EXCERPTED PASSAGE —

Huge PMD sharing is not a documented or well known feature. Most people would
not notice it going away. However, I suspect some people will notice.
> Let me know if I get something wrong:
>
> Let's assume a 4 TiB device and 2 MiB hugepage size. That's 2097152 huge
> pages. Each such PMD entry consumes 8 bytes. That's 16 MiB.
>
> Sure, with thousands of processes sharing that memory, the size of page
> tables required would increase with each and every process. But TBH,
> that's in no way different to other file systems where we're even
> dealing with PTE tables.
The numbers for a real use case I am frequently quoted are something like:
1TB shared mapping, 10,000 processes sharing the mapping
4K PMD Page per 1GB of shared mapping
4M saving for each shared process
9,999 * 4M ~= 39GB savings
However, if you look at commit 39dde65c9940c which introduced huge pmd sharing
it states that performance rather than memory savings was the primary
objective.
"For hugetlb, the saving on page table memory is not the primary
objective (as hugetlb itself already cuts down page table overhead
significantly), instead, the purpose of using shared page table on hugetlb is
to allow faster TLB refill and smaller cache pollution upon TLB miss.

INSTRUCTION 1 —
In the huge PMD sharing discussion, what total savings are estimated for the real use case with 10,000 processes sharing a 1TB mapping?
INSTRUCTION 2 —
Reproduce the huge PMD sharing discussion, starting with "The numbers for" and going on through "upon TLB miss.".

(Rows from a pointing dataset)
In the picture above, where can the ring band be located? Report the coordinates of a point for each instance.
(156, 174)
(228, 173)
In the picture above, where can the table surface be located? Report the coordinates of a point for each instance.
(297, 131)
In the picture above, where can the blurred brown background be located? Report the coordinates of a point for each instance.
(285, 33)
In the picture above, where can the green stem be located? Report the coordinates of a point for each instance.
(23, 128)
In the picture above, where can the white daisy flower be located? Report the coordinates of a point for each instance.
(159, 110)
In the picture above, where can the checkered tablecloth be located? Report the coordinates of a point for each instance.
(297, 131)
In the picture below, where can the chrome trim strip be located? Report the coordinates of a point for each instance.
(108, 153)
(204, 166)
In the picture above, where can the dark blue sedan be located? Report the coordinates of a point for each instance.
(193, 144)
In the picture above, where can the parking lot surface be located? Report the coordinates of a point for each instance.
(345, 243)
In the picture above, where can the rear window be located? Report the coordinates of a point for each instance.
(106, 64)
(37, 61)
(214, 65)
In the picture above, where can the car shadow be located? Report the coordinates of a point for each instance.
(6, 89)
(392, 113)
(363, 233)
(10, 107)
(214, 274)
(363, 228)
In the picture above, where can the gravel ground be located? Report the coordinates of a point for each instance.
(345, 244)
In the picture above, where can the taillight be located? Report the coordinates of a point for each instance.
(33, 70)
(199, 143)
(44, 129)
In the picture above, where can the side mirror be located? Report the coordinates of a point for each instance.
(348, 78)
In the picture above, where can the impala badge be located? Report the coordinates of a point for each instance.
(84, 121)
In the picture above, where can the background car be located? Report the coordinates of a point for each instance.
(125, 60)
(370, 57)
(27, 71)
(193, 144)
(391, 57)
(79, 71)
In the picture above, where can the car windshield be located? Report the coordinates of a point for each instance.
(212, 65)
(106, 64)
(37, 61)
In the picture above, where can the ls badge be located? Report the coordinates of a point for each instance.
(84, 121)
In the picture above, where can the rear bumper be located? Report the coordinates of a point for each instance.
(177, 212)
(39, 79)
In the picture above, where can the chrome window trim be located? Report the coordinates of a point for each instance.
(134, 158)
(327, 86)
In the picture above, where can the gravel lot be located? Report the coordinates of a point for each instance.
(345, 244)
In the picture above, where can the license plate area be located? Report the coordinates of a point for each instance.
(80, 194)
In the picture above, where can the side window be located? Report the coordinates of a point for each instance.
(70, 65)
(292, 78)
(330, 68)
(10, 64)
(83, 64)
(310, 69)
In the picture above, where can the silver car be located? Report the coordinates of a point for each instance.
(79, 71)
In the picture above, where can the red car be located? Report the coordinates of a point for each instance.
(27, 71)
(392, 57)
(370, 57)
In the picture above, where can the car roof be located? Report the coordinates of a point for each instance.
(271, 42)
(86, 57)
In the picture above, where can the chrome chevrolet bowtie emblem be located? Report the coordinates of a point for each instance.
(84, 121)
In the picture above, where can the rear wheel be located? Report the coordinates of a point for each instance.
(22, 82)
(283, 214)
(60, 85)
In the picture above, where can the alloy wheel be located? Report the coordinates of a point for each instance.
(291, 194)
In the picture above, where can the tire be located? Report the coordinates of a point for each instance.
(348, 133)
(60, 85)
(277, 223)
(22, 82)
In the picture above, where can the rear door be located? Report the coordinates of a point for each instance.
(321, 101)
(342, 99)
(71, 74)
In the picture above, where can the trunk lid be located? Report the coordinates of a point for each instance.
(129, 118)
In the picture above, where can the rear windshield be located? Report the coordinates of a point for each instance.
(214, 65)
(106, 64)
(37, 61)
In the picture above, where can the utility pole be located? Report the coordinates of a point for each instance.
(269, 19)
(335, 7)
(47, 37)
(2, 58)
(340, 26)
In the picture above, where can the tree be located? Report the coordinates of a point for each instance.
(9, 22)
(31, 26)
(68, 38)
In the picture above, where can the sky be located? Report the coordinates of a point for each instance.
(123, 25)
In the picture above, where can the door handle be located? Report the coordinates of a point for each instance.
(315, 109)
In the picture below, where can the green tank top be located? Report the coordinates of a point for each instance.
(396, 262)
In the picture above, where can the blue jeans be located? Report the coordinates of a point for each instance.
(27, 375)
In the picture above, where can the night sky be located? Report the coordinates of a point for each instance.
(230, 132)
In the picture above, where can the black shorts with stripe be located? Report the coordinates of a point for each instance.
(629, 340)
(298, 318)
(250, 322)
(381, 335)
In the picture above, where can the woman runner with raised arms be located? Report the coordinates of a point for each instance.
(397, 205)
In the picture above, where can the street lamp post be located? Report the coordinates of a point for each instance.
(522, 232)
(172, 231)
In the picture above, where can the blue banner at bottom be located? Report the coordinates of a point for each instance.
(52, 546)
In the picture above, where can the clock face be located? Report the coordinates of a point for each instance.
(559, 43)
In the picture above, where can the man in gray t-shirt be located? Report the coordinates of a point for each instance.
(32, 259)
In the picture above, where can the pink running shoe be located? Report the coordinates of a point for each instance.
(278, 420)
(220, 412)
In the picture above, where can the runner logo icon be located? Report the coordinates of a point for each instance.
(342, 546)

TASK RESPONSE 1 —
About 39GB.

TASK RESPONSE 2 —
The numbers for a real use case I am frequently quoted are something like:
1TB shared mapping, 10,000 processes sharing the mapping
4K PMD Page per 1GB of shared mapping
4M saving for each shared process
9,999 * 4M ~= 39GB savings
However, if you look at commit 39dde65c9940c which introduced huge pmd sharing
it states that performance rather than memory savings was the primary
objective.
"For hugetlb, the saving on page table memory is not the primary
objective (as hugetlb itself already cuts down page table overhead
significantly), instead, the purpose of using shared page table on hugetlb is
to allow faster TLB refill and smaller cache pollution upon TLB miss.